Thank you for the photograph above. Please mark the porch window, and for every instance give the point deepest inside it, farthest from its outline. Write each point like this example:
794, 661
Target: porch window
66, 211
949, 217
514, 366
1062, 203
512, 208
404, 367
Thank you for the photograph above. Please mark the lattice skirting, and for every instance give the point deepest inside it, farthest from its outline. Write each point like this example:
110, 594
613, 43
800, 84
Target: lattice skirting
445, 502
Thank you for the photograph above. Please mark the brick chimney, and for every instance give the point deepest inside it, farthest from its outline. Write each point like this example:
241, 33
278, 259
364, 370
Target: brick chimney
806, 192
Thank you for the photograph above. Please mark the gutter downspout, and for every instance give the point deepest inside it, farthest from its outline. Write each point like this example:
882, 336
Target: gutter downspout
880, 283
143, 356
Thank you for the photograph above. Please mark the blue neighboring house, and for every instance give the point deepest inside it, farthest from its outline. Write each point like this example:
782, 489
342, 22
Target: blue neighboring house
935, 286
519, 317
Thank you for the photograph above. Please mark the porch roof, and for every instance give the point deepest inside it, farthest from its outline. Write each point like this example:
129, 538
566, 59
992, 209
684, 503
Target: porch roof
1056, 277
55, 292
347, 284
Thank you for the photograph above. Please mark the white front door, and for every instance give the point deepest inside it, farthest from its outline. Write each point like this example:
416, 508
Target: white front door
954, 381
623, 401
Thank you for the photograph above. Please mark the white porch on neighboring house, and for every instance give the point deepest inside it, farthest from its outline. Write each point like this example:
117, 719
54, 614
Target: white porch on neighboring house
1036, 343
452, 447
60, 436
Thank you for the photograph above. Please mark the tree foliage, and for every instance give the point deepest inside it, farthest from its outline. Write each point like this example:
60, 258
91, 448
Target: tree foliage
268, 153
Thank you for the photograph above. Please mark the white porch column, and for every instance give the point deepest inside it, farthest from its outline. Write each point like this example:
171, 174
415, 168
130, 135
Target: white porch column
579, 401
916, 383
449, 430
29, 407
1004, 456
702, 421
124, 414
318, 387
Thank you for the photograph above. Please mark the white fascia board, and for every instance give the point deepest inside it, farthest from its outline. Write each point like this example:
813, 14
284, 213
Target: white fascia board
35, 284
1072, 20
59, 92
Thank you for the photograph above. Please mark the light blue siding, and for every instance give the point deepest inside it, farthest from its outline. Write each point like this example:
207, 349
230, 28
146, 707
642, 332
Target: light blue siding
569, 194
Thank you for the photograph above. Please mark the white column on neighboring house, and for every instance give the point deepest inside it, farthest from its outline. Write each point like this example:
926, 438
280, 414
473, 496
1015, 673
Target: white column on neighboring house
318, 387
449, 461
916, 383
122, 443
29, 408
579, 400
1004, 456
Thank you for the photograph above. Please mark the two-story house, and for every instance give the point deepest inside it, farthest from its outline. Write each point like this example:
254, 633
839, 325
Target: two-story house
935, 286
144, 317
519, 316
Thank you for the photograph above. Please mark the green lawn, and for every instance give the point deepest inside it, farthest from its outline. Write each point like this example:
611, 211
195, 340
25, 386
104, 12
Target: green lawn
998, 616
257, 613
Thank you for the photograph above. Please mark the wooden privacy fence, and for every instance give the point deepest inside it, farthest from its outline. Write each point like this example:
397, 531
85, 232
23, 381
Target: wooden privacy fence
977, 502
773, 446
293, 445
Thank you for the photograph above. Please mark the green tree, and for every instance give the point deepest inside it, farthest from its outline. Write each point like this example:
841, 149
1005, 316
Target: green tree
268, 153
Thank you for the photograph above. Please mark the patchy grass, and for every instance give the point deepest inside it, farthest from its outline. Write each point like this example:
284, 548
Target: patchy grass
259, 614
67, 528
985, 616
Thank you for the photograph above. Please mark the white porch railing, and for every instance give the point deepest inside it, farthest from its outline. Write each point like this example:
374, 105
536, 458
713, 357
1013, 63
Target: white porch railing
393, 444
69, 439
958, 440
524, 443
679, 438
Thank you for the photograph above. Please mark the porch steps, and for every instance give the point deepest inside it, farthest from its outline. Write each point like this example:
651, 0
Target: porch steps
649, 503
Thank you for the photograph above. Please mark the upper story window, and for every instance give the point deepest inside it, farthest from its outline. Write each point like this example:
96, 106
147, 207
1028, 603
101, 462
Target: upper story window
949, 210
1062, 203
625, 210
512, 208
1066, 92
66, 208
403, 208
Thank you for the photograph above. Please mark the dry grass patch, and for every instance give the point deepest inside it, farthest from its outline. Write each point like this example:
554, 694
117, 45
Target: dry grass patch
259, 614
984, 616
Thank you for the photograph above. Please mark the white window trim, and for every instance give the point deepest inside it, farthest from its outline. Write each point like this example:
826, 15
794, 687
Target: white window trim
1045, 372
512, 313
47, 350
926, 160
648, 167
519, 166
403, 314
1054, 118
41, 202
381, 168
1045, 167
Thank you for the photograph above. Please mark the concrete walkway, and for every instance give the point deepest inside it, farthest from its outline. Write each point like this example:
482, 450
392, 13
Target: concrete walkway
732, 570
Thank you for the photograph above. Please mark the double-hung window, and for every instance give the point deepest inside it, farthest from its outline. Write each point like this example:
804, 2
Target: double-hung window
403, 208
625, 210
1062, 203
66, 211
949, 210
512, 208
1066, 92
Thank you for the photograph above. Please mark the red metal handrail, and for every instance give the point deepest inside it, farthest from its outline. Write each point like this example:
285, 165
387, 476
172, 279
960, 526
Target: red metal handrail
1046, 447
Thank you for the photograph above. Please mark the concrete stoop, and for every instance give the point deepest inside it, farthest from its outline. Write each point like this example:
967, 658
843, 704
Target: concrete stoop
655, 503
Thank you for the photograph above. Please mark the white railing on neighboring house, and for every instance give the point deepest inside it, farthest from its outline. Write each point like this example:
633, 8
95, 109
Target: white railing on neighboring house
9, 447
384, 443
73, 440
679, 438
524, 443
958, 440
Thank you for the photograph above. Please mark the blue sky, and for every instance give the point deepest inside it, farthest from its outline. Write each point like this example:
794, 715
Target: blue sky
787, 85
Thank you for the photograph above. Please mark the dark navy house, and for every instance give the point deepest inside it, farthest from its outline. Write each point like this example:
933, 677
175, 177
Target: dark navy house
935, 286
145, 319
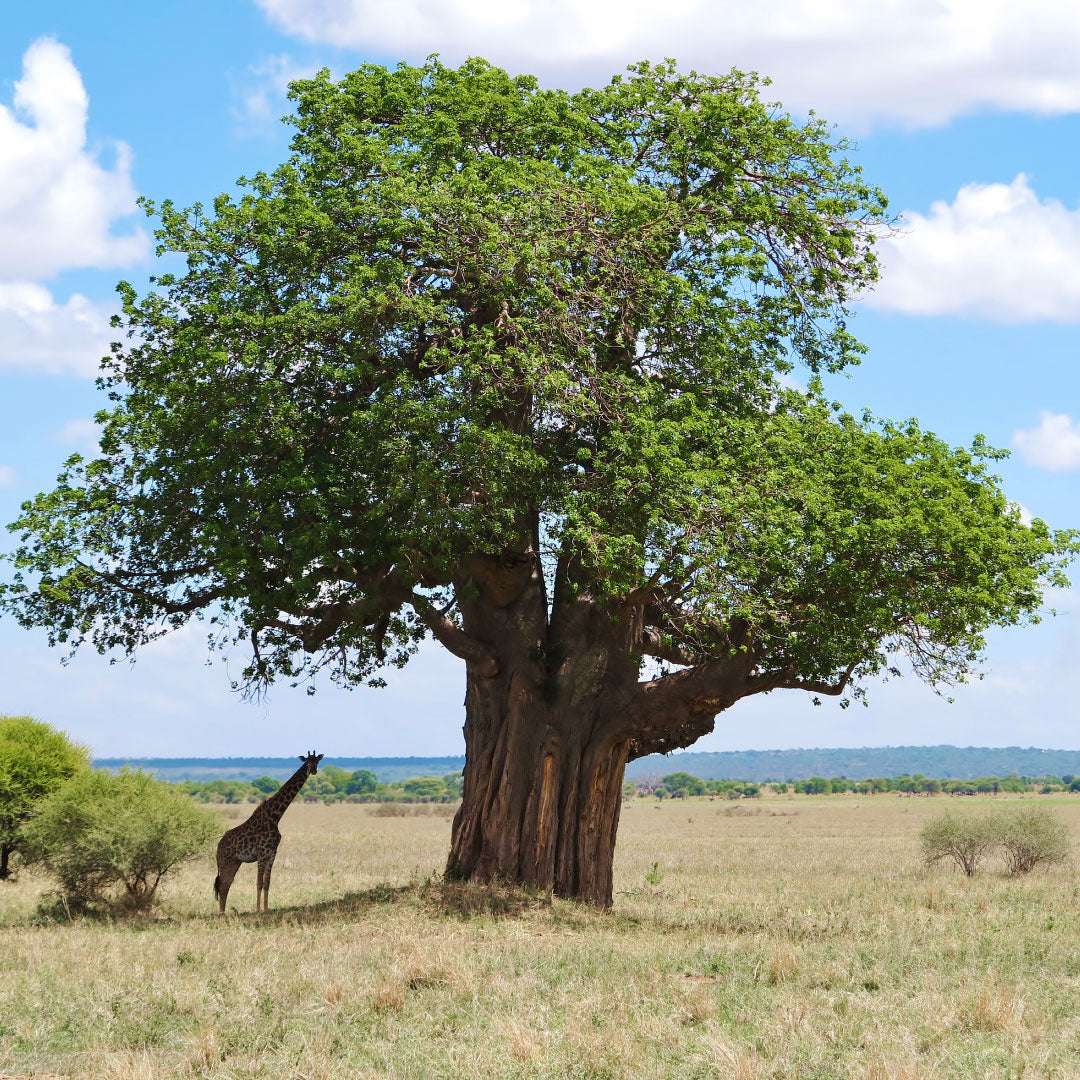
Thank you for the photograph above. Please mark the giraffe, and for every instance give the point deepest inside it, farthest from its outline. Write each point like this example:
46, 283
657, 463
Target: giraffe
257, 839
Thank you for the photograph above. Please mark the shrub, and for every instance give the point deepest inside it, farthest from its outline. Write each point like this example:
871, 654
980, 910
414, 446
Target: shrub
964, 838
35, 760
102, 834
1029, 837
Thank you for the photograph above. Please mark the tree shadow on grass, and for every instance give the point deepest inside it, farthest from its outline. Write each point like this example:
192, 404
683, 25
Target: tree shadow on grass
434, 896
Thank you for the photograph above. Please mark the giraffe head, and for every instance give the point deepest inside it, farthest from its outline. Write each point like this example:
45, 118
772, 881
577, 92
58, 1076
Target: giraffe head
311, 761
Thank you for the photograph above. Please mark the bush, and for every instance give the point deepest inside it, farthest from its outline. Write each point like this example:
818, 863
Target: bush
102, 834
964, 838
1029, 837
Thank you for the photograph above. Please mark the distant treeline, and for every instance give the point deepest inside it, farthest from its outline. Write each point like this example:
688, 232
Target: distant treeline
331, 784
386, 769
947, 763
677, 785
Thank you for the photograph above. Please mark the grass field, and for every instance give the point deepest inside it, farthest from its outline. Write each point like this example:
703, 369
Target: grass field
793, 937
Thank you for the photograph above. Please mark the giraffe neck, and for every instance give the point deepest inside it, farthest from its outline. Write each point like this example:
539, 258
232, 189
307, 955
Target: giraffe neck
278, 802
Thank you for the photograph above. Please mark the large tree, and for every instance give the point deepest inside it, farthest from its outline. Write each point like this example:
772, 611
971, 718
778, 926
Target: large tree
505, 366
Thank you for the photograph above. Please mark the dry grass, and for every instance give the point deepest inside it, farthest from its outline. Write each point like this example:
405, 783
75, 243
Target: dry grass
804, 941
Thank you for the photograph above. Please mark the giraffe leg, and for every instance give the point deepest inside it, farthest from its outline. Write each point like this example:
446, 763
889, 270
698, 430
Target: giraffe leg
226, 872
266, 865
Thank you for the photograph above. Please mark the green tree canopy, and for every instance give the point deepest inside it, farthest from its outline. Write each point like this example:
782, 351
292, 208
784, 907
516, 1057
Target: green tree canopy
35, 760
503, 365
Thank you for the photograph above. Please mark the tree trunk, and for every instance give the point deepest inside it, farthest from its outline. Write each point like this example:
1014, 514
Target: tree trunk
547, 736
542, 787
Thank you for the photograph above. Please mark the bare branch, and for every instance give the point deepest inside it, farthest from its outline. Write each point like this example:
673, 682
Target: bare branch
454, 638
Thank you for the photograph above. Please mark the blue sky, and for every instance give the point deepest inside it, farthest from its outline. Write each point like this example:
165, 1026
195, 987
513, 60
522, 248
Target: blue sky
967, 115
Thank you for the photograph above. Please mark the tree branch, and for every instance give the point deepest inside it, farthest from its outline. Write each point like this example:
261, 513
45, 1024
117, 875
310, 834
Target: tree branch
783, 679
454, 638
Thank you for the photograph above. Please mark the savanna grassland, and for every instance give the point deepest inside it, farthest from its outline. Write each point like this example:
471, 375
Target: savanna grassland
784, 937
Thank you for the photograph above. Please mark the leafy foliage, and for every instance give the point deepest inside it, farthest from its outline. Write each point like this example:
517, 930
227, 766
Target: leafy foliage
964, 838
1031, 836
35, 760
100, 832
471, 315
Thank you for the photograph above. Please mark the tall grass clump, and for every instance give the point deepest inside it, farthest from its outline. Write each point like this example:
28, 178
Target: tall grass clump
109, 840
964, 838
1029, 837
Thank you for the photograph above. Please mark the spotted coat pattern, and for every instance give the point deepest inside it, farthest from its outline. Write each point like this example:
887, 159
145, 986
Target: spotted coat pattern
256, 840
_ _ _
**Task goal**
Emit verbatim the lines running from the one with "tree trunk, and" through the last line of the data, both endpoints inclusive.

**Answer to this task**
Thank you for the photograph above. Please mark the tree trunk, and for every instance give the point deepest inside it, farthest from its outline. Write each point like this example:
1014, 514
Target: tree trunk
547, 736
542, 787
Thank you for the photograph above. Please mark the bare branch, and for every instance give the point deepest inside it, farthest from its outline. Write each point like this example:
673, 682
Target: bare branch
454, 638
Thank you for the photograph above. Please mark the blue sky, and for every instance give the point deepest inside it, farthest from its outline. Write each point like this example:
165, 1026
195, 987
513, 60
522, 248
Target: blue sky
967, 115
Thank you for the photograph above. Please mark the tree branch, and for every instance give the point deepest inside it, farthest from its outline. Write each point like this example:
261, 513
45, 1024
117, 875
310, 834
Target: tree branch
783, 679
454, 638
Thank you for the photograph above. Please mark the savanna grassland, and for every instance give the point deepest inside it, farthest from its outline. Write each point like this example:
471, 375
Target: savanna grassland
784, 937
Thank you for the photograph above. Please mark the leafy foliage, and for every instance give the point deepest inside it, farthest from its outline. Write each point like this example:
517, 930
227, 766
Target: leafy foliage
964, 838
1031, 836
35, 760
100, 832
471, 315
Thank you for the photograph above. Please mark the tall grass clump, and for every instance give the point deepest inside it, farthest from its outline. Write each point like this example:
28, 178
Target: tall grass clump
109, 840
964, 838
1029, 837
Thank you for the photograph above. Please mark the spotted coat pattern, and for every instance give the point deepest inside it, farthest from its outline. Write each point like this example:
887, 159
145, 986
Target: spotted coat pattern
256, 840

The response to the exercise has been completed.